DIRECTIONS FOR THIS TASK
Exactly as written, transcribe the lines that run from the one containing "of the wall" to the end of the records below.

[Dataset excerpts]
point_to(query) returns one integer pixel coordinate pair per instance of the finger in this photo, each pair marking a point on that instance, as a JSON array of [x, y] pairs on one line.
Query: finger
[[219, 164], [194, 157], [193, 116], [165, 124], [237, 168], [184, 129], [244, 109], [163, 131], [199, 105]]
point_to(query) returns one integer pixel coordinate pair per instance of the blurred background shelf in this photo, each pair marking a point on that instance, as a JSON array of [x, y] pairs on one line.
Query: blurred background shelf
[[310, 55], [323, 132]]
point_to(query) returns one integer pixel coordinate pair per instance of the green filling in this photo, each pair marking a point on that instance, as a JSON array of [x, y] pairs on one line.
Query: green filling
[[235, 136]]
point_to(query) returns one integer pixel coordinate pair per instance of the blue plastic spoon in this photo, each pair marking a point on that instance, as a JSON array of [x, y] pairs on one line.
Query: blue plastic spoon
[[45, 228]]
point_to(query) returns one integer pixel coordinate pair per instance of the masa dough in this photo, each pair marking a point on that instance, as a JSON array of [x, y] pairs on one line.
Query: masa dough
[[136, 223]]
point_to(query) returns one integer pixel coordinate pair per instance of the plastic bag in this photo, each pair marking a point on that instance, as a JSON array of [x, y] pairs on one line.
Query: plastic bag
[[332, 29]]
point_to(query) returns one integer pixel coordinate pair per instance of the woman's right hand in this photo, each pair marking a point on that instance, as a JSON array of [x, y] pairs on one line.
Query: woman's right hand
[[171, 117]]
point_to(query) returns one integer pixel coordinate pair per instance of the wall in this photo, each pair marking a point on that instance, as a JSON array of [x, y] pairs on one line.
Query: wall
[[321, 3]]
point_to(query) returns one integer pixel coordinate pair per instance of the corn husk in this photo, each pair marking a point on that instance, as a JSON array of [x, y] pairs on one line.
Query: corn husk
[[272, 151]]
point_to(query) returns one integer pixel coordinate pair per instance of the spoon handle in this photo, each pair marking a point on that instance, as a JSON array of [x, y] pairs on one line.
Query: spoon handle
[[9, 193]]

ANSWER SPACE
point_to(query) returns one integer pixel coordinate pair per instance of the wall in this photo, each pair marking a point on that instance, as a JSON array of [x, y] pairs on one line.
Query: wall
[[321, 3]]
point_to(query) returns one integer pixel coordinate pair per instance of the corn husk in this photo, each pair marking a point on that instance, as a JSON array of [x, y] pairs on one line.
Query: corn husk
[[272, 151]]
point_to(query) returns one integer pixel coordinate pair per instance of the spoon handle in this photo, each pair marking a point on that instance, as a JSON array of [x, y] pairs on one line.
Query: spoon handle
[[9, 193]]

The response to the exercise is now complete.